Start of Block

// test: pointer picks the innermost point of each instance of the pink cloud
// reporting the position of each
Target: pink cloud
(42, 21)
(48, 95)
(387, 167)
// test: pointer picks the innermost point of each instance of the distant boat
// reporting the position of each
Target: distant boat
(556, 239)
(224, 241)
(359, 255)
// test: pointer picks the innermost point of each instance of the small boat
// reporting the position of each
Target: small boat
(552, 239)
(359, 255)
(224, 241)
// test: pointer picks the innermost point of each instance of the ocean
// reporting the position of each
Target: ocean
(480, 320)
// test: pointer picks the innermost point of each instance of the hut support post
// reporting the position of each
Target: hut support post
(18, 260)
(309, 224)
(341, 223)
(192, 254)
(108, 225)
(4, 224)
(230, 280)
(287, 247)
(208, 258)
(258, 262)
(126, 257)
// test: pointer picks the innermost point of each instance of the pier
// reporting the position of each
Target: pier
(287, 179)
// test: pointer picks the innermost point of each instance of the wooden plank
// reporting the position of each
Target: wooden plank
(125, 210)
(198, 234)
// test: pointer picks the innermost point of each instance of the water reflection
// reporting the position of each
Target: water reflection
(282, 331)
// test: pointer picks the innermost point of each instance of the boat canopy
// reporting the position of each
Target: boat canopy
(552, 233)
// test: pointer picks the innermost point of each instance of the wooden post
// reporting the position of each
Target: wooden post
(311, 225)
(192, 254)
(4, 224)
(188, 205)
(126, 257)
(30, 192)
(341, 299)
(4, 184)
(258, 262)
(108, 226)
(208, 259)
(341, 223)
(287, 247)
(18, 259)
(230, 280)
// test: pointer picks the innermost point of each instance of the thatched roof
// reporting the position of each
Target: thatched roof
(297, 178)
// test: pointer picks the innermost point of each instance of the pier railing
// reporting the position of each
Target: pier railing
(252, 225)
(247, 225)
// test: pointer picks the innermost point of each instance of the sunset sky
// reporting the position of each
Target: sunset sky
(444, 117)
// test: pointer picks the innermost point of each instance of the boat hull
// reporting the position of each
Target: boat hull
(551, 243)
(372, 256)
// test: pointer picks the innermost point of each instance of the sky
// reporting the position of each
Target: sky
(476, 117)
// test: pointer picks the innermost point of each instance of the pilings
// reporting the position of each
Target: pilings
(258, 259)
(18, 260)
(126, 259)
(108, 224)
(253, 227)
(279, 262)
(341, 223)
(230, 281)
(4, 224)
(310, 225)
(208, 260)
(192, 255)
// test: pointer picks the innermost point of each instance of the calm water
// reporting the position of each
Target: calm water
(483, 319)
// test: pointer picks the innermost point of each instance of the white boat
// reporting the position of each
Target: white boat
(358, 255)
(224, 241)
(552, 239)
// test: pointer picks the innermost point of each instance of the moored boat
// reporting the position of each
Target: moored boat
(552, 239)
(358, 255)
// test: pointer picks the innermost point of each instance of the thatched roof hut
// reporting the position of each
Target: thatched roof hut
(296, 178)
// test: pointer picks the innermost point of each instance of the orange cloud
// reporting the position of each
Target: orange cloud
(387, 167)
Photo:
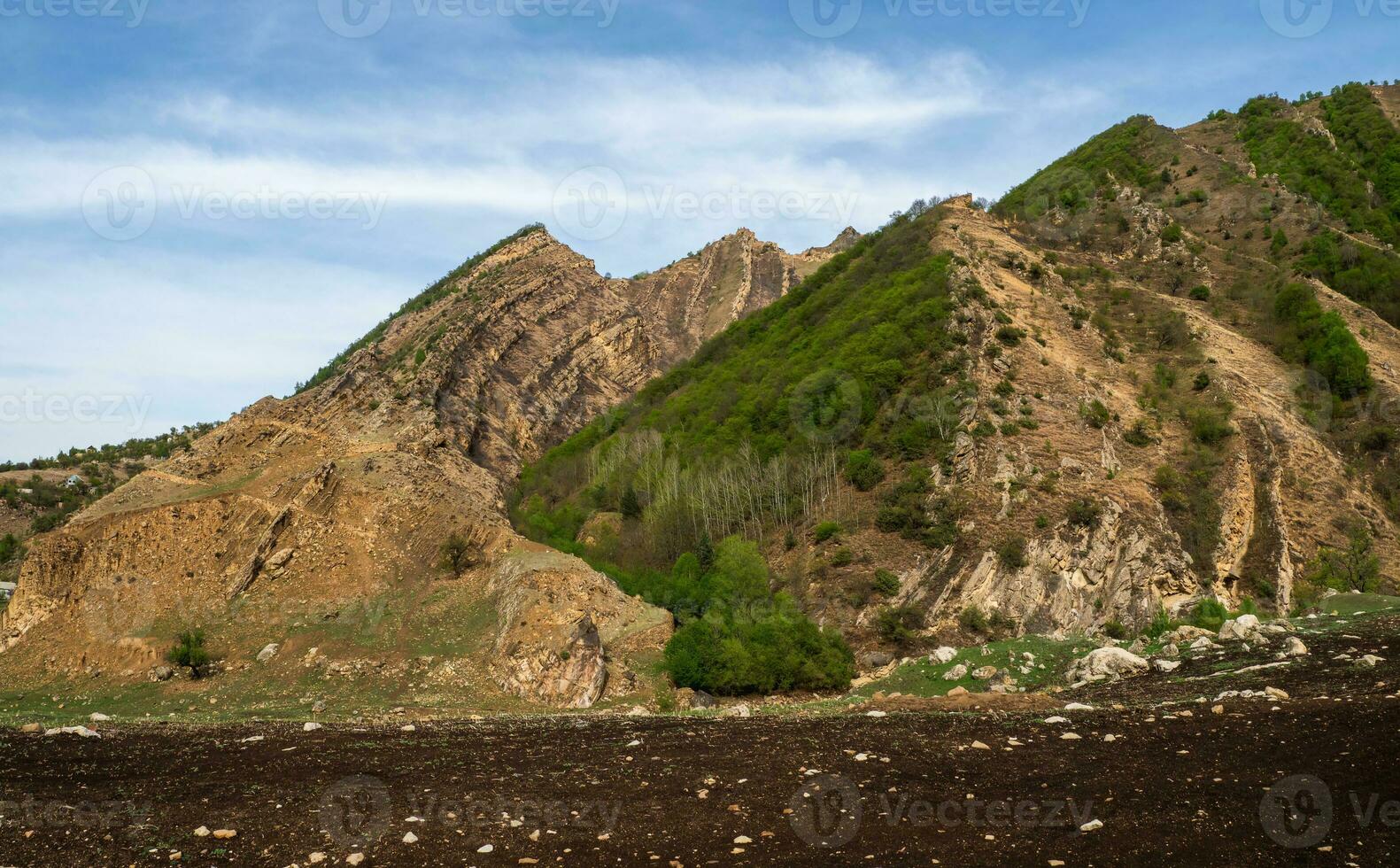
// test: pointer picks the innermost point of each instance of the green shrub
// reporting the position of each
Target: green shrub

End of Block
Start of Block

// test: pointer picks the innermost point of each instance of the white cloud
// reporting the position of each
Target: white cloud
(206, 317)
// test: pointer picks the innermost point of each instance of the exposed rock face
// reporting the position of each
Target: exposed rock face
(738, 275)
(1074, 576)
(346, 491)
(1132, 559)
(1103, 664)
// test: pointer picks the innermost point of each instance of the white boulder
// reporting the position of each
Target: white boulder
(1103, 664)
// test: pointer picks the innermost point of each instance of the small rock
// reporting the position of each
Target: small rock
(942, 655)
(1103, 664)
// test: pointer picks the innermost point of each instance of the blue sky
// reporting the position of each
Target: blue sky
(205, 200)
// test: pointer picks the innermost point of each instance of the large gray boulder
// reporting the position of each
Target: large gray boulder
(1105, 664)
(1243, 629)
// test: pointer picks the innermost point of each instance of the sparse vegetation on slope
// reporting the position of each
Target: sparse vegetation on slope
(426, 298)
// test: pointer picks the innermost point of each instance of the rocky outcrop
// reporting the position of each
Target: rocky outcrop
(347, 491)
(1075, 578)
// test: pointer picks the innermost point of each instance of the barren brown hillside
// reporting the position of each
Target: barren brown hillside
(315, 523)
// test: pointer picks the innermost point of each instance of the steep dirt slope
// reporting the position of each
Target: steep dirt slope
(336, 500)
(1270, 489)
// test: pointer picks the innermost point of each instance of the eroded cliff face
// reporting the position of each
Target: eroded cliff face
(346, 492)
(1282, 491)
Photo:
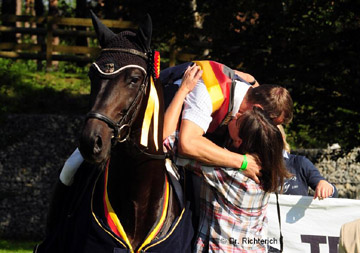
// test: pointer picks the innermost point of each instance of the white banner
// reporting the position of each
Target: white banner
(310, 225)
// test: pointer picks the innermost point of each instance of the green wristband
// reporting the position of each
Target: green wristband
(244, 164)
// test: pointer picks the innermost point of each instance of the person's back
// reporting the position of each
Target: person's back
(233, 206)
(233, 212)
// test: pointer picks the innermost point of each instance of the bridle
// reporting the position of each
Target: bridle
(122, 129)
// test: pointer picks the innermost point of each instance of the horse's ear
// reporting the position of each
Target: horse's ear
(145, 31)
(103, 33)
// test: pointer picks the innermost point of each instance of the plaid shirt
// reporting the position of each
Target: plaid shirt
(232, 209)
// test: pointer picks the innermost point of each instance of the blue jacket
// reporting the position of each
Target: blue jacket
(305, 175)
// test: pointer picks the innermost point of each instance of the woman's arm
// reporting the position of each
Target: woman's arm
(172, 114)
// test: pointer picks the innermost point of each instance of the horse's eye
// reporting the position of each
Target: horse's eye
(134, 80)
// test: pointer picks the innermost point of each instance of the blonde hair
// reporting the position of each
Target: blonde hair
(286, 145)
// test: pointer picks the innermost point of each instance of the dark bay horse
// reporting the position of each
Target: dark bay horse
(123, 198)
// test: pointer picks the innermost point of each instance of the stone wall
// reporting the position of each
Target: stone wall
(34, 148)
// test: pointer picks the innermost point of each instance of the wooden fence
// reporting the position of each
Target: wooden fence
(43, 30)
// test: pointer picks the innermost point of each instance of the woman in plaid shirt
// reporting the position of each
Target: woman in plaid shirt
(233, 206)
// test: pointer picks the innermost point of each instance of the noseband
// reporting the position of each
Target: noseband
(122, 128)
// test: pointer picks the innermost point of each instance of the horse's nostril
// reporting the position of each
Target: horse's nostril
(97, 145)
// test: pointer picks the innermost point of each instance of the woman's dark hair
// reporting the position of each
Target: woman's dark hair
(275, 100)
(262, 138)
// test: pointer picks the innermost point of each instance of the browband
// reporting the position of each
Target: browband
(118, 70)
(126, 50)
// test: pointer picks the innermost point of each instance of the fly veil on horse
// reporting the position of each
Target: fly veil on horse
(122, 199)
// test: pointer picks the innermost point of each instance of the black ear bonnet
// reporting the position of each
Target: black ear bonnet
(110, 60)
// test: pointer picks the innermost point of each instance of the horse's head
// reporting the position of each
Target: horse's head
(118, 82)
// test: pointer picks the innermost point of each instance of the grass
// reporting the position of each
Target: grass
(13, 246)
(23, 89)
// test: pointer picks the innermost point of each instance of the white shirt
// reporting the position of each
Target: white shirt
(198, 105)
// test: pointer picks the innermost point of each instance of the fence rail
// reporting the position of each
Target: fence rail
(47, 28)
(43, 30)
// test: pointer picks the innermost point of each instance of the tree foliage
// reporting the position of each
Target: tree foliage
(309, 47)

End of Block
Start of Block

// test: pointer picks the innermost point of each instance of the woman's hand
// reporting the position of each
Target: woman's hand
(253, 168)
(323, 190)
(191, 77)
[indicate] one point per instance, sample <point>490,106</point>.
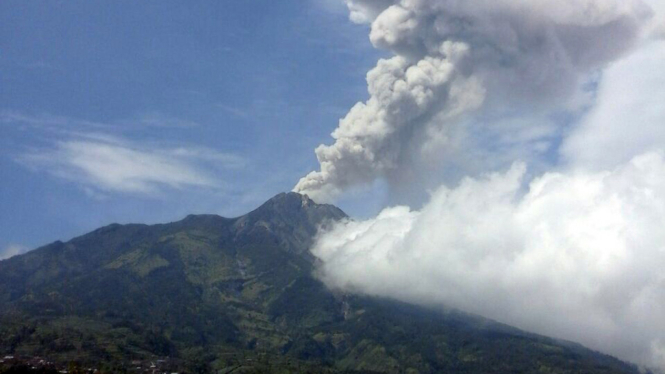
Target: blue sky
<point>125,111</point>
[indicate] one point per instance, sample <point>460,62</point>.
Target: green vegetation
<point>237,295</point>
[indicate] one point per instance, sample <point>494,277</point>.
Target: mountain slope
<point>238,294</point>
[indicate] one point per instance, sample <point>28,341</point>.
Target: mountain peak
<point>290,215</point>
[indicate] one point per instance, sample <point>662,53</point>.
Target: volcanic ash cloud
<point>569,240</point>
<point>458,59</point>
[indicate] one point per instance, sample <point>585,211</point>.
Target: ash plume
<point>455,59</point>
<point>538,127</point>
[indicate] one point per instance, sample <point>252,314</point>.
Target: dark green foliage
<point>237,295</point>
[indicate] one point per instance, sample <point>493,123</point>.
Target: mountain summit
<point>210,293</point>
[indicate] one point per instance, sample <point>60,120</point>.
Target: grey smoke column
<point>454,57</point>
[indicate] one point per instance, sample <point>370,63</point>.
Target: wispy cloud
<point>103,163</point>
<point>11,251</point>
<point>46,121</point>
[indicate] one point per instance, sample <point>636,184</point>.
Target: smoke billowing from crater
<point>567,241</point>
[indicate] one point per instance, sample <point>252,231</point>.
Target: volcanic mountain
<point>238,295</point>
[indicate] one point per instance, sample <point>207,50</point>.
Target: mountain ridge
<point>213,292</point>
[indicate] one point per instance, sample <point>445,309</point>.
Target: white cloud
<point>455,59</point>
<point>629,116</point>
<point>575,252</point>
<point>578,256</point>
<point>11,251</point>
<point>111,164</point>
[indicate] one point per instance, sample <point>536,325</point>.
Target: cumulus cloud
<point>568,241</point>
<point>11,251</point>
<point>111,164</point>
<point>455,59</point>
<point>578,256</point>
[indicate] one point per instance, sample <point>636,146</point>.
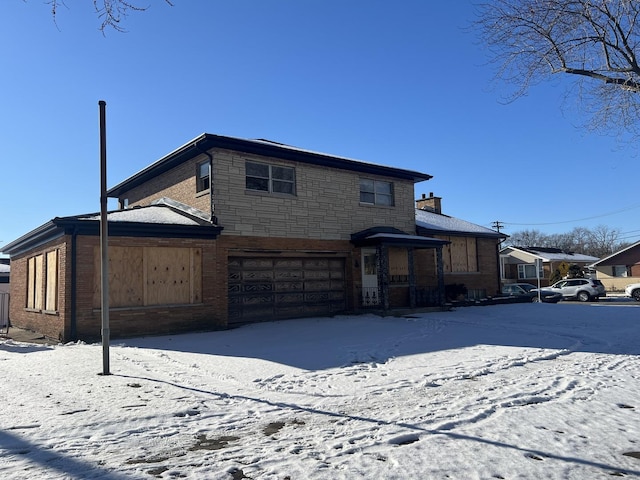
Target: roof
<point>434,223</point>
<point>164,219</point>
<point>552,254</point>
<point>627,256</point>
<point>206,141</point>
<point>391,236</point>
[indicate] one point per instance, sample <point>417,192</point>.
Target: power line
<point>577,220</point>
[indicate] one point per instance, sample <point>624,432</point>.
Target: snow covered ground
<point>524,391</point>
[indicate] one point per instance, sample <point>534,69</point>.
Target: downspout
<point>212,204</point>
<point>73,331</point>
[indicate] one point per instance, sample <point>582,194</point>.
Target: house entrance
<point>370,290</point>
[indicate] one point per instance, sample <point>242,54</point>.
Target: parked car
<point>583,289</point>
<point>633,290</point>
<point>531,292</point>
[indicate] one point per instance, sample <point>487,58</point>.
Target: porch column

End of Block

| ABOUT THIS TASK |
If a line in the entries above contains "shrub", report it.

| RESPONSE TO THE TASK |
// test: pointer picks the innermost point of each instance of the green shrub
Target: green shrub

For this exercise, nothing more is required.